▸ **Extracted text**:
On the whole this has been a learning experience about not questioning my assumptions and re-checking my work. I have the entire process of preparing the extracted ISO's scratch tree more or less automated, so at any time I could have deleted the existing scratch tree, re-extracted the ISO (even with 7z), and managed to build a working UEFI booting ISO with boot/grub/efi.img. But I just assumed that the tree was fine and hadn't been changed by anything, and I never questioned various oddities until later (including the '[BOOT]' subdirectory, which wasn't named like anything else on the ISO image).

Ubuntu2004ISOWithUEFI-2 written at 23:39:15; Add Comment

Making an Ubuntu 20.04 ISO that will boot on UEFI systems

As part of our overall install process, for years we've used customized Ubuntu server install images (ie, ISOs, often burned on to actual DVDs) that were set up with preseed files for the Debian installer and a few other things we wanted on our servers from the start. These ISOs have been built in the traditional way with mkisofs and so booted with isolinux. This was fine for a long time because pretty much all of our servers used traditional MBR BIOS booting, which is what ISOs use isolinux for. However, for or reasons outside the scope of this entry, today we wanted to make our 20.04 ISO image also boot on systems using UEFI boot. This turned out to be more complicated than I expected.

(For basic background on this, see my earlier entry on setting up a 20.04 ISO image to auto-install a server.)

First, as my co-workers had already discovered long ago, Linux ISOs do UEFI booting using GRUB2, not isolinux, which means that you need to customize the grub.cfg file in order to add the special command line parameters to tell the installer about your 20.04 installer data. We provide the installer data in the ISO image, which means that our kernel command line arguments contain a ';'. In GRUB2, I discovered that this must be quoted:

menuentry "..." {
  [...]
  linux /casper/vmlinuz quiet "ds=nocloud;s=/cdrom/cslab/inst/" ---
  [...]
}

(I advise you to modify the title of the menu entries in the ISO's grub.cfg so that you know it's using your modified version. It's a useful reassurance.)

If you don't do this quoting, all the kernel (and the installer) see is a 'ds=nocloud' argument. Your installer data will be ignored (despite being on the ISO image) and you may get confused about what's wrong.

▸ **Given problem**: Carry on the write-up about making an Ubuntu 20.04 ISO boot on UEFI systems from the point where it stops. The listing that comes next is separate material and has no connection to the write-up on UEFI booting for an Ubuntu 20.04 ISO.

▸ **Dataset content**:
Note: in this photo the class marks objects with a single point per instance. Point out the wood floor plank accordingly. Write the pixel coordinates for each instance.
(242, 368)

▸ **Answer to this problem**:
The way ISOs are made bootable is that they have at least one El Torito boot section (see also the OsDev Wiki). A conventional BIOS bootable ISO has one section; one that can also be booted through UEFI has a second one that is more intricate. You can examine various information about El Torito boot sections with dumpet, which is in the standard Ubuntu repositories.

In theory I believe mkisofs can be used to add a suitable extra ET boot section. In practice, everyone has switched to building ISO images with xorriso, for good reason. The easiest to follow guide on using xorriso for this is the Debian Wiki page on Repacking a Debian ISO, which not only has plenty of examples but goes the extra distance to explain what the many xorriso arguments mean and do (and why they matter). This is extremely useful since xorriso has a large and complicated manpage and other documentation.

Important update: The details of much of the rest of this entry turns out to not be right, because I had a corrupted ISO tree with altered files. For a better procedure and more details, see The better way to make an Ubuntu 20.04 ISO that will boot on UEFI systems. The broad overview of UEFI requiring a GRUB2 EFI image is accurate, though.

However, Ubuntu has a surprise for us (of course). UEFI bootable Linux ISOs need a GRUB2 EFI image that is embedded into the ISO. Many examples, including the Debian wiki page, get this image from a file in the ISO image called boot/grub/efi.img. The Ubuntu 20.04.1 ISO image has such a file, but it is not actually the correct file to use. If you build an ISO using this efi.img as the El Torito EFI boot image, it will fail on at least some UEFI systems. The file you actually want to use turns out to be '[BOOT]/2-Boot-NoEmul.img' in the ISO image.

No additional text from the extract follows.